- **DIRECTIONS**:
- A) Write out the passage from the post on exhaustive testing starting at "In this post, well" and ending at "without using recursion.".
- B) In the post on exhaustive testing, list every variable name introduced with a `let` statement in the code.

- **PASSAGE GIVEN**:

########################################

Generate All the Things

In this post, well look at one technique from property-based testing repertoire: full coverage / exhaustive testing. Specifically, we will learn how to conveniently enumerate any kind of combinatorial object without using recursion.

To start, lets assume we have some algorithmic problem to solve. For example, we want to sort an array of numbers:

fn sort(xs: &mut [u32]) {
    ...
}

To test that the sort function works, we can write a bunch of example-based test cases. This approach has two flaws:

A better approach is randomized testing: just generate a random array and check that it is sorted:

#[test]
fn naive_randomized_testing() {
  let mut rng = rand::thread_rng();
  for _ in 0..100_000 {
    let n: usize = rng.gen_range(0..1_000);
    let mut xs: Vec<u32> =
      std::iter::repeat_with(|| rng.gen()).take(n).collect();

    sort(&mut xs);

    for i in 1..xs.len() {
      assert!(xs[i - 1] <= xs[i]);
    }
  }
}

Here, we generated one hundred thousand completely random test cases!

########################################

- **MATERIAL SUPPLIED**:
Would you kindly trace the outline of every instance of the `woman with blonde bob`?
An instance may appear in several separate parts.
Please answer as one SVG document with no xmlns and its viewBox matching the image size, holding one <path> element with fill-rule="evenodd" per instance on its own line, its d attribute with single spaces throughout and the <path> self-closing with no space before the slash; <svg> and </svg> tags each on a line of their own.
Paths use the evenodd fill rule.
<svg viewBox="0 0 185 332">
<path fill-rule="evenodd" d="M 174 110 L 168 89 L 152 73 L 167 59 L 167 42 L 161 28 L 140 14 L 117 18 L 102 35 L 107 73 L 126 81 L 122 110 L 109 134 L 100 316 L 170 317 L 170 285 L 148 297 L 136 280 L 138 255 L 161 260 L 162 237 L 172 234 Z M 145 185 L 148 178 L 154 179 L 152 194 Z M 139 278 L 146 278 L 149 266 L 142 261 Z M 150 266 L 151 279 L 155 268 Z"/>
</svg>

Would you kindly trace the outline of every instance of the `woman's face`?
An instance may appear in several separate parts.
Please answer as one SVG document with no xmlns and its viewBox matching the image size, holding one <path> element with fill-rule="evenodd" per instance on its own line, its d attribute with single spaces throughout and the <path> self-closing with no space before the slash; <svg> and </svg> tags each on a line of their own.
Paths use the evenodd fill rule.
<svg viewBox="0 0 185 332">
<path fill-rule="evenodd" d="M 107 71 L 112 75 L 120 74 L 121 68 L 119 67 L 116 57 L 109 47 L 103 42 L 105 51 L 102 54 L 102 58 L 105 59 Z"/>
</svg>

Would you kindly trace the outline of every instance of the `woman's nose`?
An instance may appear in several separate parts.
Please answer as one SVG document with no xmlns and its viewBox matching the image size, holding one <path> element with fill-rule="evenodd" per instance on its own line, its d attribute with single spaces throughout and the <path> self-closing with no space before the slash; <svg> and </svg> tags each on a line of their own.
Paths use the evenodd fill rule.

########################################

- **ANSWERS FOR THE EXERCISE**:
- A)
In this post, well look at one technique from property-based testing repertoire: full coverage / exhaustive testing. Specifically, we will learn how to conveniently enumerate any kind of combinatorial object without using recursion.

- B) rng, n, xs